## Brief
Render the rows as a JSON list of strings, one string per line, from the line holding "Query: shrub" through the end of the rows, inclusive, with blank lines left out. Omit the picture lines from the list.

## Supplied records
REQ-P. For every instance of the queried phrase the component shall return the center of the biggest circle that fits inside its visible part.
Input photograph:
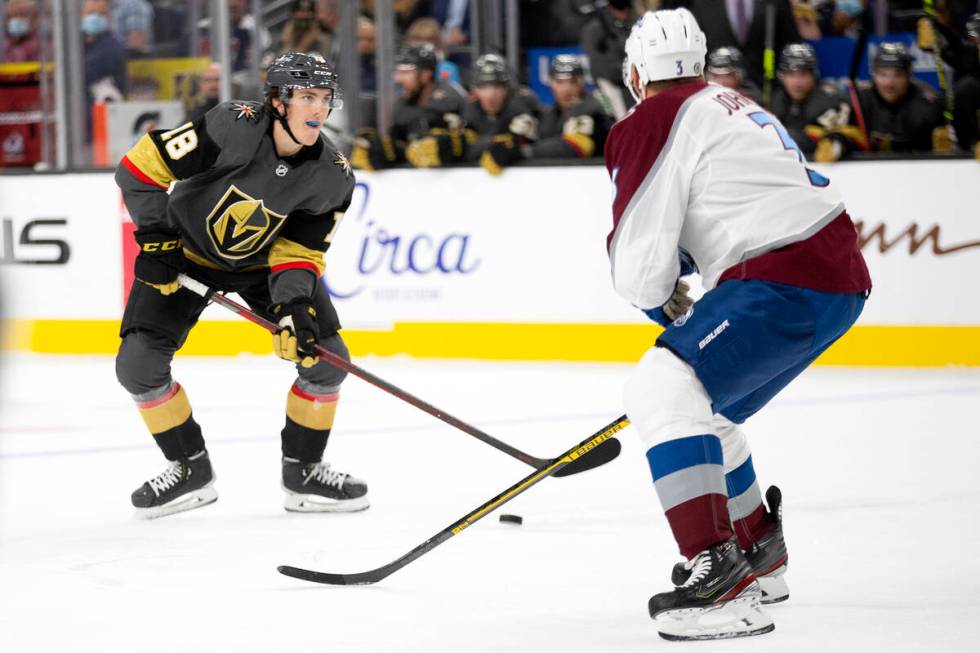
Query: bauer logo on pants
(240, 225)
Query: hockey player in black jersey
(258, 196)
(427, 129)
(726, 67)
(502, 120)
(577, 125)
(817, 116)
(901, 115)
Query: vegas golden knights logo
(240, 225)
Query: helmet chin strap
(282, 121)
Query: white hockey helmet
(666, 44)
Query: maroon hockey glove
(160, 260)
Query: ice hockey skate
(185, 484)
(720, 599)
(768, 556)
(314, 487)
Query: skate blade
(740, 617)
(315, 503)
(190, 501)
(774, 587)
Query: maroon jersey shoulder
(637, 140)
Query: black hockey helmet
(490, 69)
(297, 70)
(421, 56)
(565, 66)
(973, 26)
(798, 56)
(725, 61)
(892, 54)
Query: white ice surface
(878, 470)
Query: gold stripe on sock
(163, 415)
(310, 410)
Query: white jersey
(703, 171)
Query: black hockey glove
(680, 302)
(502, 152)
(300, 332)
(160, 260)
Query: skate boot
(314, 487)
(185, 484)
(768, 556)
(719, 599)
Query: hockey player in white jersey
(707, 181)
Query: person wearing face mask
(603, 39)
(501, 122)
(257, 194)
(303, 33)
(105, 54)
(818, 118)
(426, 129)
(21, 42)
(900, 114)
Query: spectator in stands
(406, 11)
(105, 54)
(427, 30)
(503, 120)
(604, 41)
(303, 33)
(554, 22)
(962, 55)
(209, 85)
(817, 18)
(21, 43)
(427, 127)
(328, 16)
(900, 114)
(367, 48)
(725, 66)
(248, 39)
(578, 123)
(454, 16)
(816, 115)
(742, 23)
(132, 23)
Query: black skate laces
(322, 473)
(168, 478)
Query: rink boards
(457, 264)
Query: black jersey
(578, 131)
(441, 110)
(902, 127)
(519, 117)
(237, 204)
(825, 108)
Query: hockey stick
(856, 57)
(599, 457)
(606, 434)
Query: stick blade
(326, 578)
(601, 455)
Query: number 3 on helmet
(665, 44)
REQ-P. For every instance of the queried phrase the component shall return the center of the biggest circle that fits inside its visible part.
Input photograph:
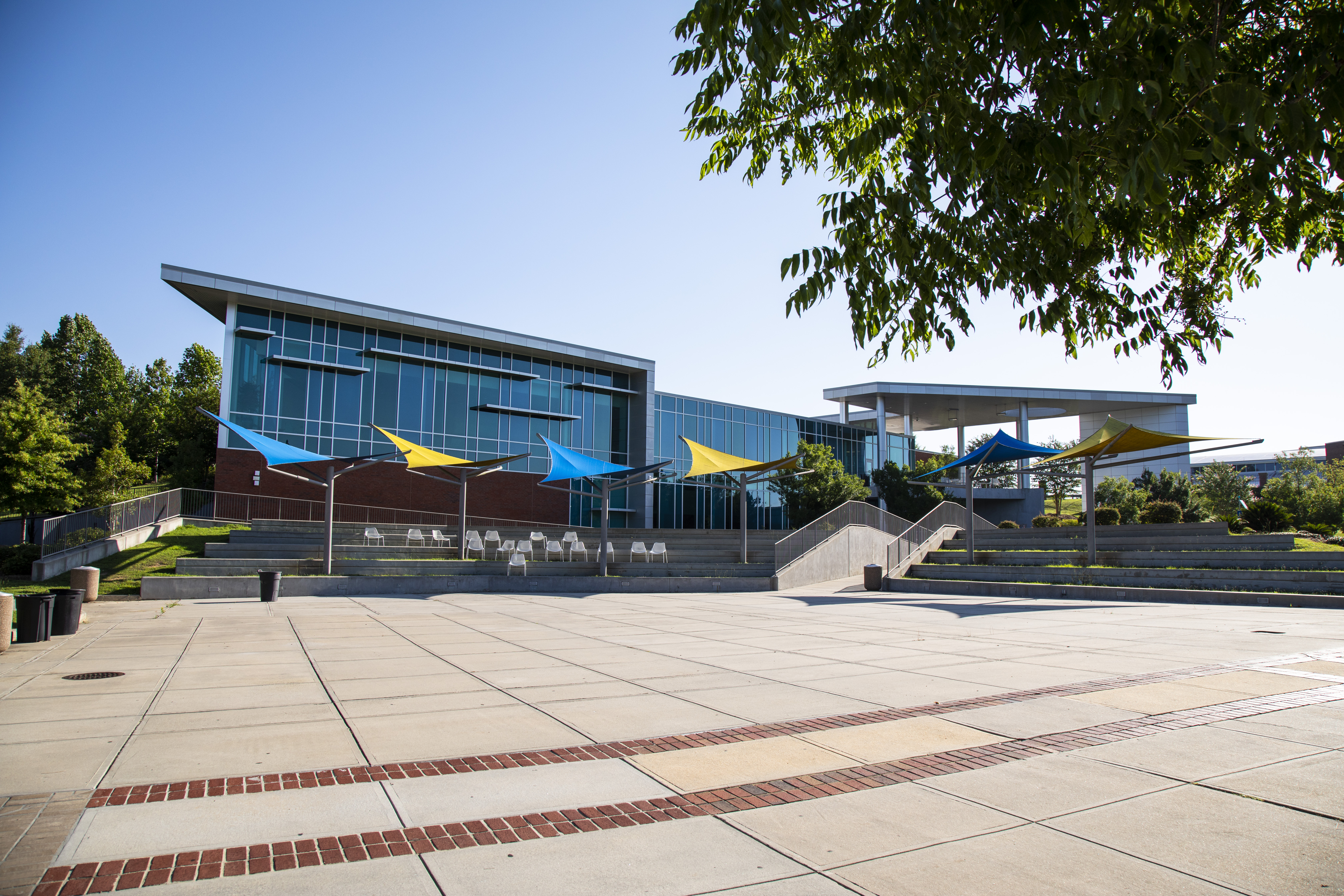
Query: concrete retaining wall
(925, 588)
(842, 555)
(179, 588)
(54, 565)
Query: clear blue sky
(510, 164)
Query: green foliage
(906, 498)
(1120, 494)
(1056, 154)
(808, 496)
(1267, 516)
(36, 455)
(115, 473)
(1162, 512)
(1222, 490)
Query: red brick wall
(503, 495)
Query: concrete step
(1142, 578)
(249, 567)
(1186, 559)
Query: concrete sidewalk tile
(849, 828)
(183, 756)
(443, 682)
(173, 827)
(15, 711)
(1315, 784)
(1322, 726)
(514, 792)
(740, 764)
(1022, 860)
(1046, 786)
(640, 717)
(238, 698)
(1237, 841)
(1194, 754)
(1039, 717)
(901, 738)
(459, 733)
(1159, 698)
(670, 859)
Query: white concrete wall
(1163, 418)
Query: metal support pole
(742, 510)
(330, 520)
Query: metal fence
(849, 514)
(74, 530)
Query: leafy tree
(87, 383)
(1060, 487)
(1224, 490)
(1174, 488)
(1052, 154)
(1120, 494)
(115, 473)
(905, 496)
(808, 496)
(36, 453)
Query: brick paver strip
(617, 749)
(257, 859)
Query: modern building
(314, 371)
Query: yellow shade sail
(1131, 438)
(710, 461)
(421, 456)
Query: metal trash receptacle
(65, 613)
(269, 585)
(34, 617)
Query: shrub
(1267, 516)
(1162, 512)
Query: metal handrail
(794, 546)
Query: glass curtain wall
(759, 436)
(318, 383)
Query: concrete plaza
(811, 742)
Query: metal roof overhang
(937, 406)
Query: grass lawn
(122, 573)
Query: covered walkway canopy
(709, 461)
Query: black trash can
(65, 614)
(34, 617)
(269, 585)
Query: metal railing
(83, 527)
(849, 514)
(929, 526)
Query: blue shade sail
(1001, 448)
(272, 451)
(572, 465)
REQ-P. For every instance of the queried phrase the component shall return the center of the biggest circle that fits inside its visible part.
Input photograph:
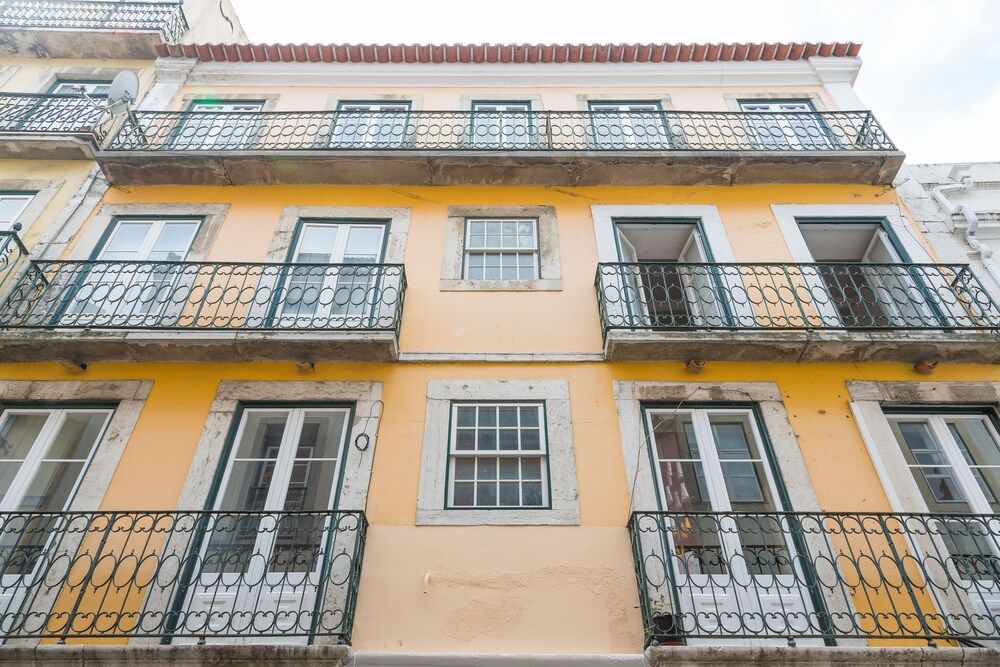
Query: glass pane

## Expected answer
[
  "Query: shrub",
  "(1267, 516)",
  "(1162, 512)",
  "Query: metal handrail",
  "(794, 546)",
  "Query: glass curtain wall",
  "(759, 436)",
  "(318, 383)",
  "Query: concrete plaza",
  "(811, 742)",
  "Query: metal roof overhang",
  "(937, 406)",
  "Query: grass lawn",
  "(122, 573)",
  "Query: covered walkway canopy",
  "(709, 461)",
  "Query: black trash can",
  "(65, 614)",
  "(34, 617)",
  "(269, 585)",
  "Query: metal railing",
  "(83, 527)",
  "(849, 514)",
  "(929, 526)",
  "Query: blue shade sail",
  "(1001, 448)",
  "(272, 451)",
  "(572, 465)",
  "REQ-P. For every instance of the queried phrase the component shall return the center of the biggest circle that fits inside its visible part.",
  "Input photograph:",
  "Query: glass pane"
]